YOUR INSTRUCTIONS - Turn the point placement records below into a numbered list with one entry per line, and leave out any blank lines.
[RECORDS FOR THIS TASK start]
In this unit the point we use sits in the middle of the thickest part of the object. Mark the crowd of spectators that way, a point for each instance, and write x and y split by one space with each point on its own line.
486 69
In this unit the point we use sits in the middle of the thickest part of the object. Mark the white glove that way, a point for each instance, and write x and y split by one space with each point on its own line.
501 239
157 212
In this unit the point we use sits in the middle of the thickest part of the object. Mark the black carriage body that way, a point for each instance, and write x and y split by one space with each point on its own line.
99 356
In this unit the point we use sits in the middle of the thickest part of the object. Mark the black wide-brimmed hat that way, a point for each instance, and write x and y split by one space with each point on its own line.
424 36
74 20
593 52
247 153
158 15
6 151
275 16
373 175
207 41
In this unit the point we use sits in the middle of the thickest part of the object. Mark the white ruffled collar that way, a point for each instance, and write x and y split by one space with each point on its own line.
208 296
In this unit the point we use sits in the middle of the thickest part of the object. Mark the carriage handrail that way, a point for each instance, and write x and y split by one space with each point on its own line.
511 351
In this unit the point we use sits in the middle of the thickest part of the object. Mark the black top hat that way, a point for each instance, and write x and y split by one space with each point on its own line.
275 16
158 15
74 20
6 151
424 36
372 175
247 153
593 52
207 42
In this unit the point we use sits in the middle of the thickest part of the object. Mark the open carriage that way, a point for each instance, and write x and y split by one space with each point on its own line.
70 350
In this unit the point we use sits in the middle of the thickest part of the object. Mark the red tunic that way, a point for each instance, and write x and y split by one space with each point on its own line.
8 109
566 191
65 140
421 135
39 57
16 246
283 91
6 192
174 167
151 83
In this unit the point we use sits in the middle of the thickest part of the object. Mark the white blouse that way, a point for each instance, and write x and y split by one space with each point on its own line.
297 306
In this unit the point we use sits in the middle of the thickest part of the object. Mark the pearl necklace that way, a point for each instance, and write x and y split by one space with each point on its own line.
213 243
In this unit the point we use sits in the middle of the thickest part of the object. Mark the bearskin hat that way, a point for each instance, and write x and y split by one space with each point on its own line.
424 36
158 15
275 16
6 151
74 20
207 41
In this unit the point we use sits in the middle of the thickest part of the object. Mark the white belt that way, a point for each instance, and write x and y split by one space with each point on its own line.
[RECORDS FOR THIS TASK end]
ANSWER FOR THE TASK -
1. In this unit the point we use sits in the middle of the thickest part of the object. Mark the crowd of spectators that way, a point for each instance, and write x and y split by one space with each point on its own line.
2. 486 69
3. In this unit the point we use sits in the middle of the thickest part of the object. Mark the white glove that way, a point for each instance, and write x and y split by one space with each point on its own line.
4. 501 239
5. 157 212
6. In this unit the point we use sits in the middle of the thickest part of the object. Mark the black carriage body that way, a point for each instance, and write x and y split by one space with each point on its own line.
7. 99 356
8. In this unit the point we use sits in the middle of the thickest part of the object. Mark the black wide-brimmed hat that way, a point for each instance, and write x and y split by one space with each point on its own line.
9. 424 36
10. 74 20
11. 593 52
12. 247 153
13. 158 15
14. 6 151
15. 275 16
16. 373 175
17. 207 41
18. In this unit the point we use sits in the middle of the thickest part of the object. Mark the white ruffled collar that way, a point for each instance, and write x and y split by one space with each point on its own line.
19. 208 296
20. In this unit the point we use sits in the middle of the thickest part of the object. Mark the carriage handrail that way, a point for each instance, and write x and y split by one space with each point on its own line.
21. 511 351
22. In this unit the point we use sits in the middle of the thickest part of the object. Mark the black top hat that way, a point for each instance, and write x and y split by one space with each point on its own line.
23. 275 16
24. 158 15
25. 74 20
26. 6 151
27. 424 36
28. 372 175
29. 247 153
30. 593 52
31. 207 42
32. In this unit the point we use sits in the middle of the thickest part of the object. Mark the open carriage that way, a point for each instance, and write x and y split by one space with each point on its own line.
33. 70 350
34. In this unit the point we use sits in the middle of the thickest part of the object. Mark the red tunic that way, a point for each instance, and write x and y split by one space with each point on its own line.
35. 8 109
36. 566 191
37. 65 140
38. 421 135
39. 39 57
40. 16 246
41. 283 91
42. 6 192
43. 174 167
44. 151 83
45. In this unit the point we use sits in the middle of the thickest part of the object. Mark the white blouse that way, a point for each instance, and write x and y split by one space with each point on its own line.
46. 297 306
47. In this unit the point we use sits in the middle of the thickest part of the object. Mark the pearl necklace that way, a point for each instance, and write x and y split by one space with each point on its own line.
48. 213 243
49. In this unit the point we use sits in the middle of the thickest part of the object. Mark the bearskin hat that way, a point for each instance, and write x and y split by one space with each point on its own line.
50. 424 36
51. 158 15
52. 275 16
53. 6 151
54. 74 20
55. 207 41
56. In this unit the point we use sits in the middle of the thickest part of the object. Mark the white belt that way, a point for each instance, and write x and y split by one space with each point on its own line.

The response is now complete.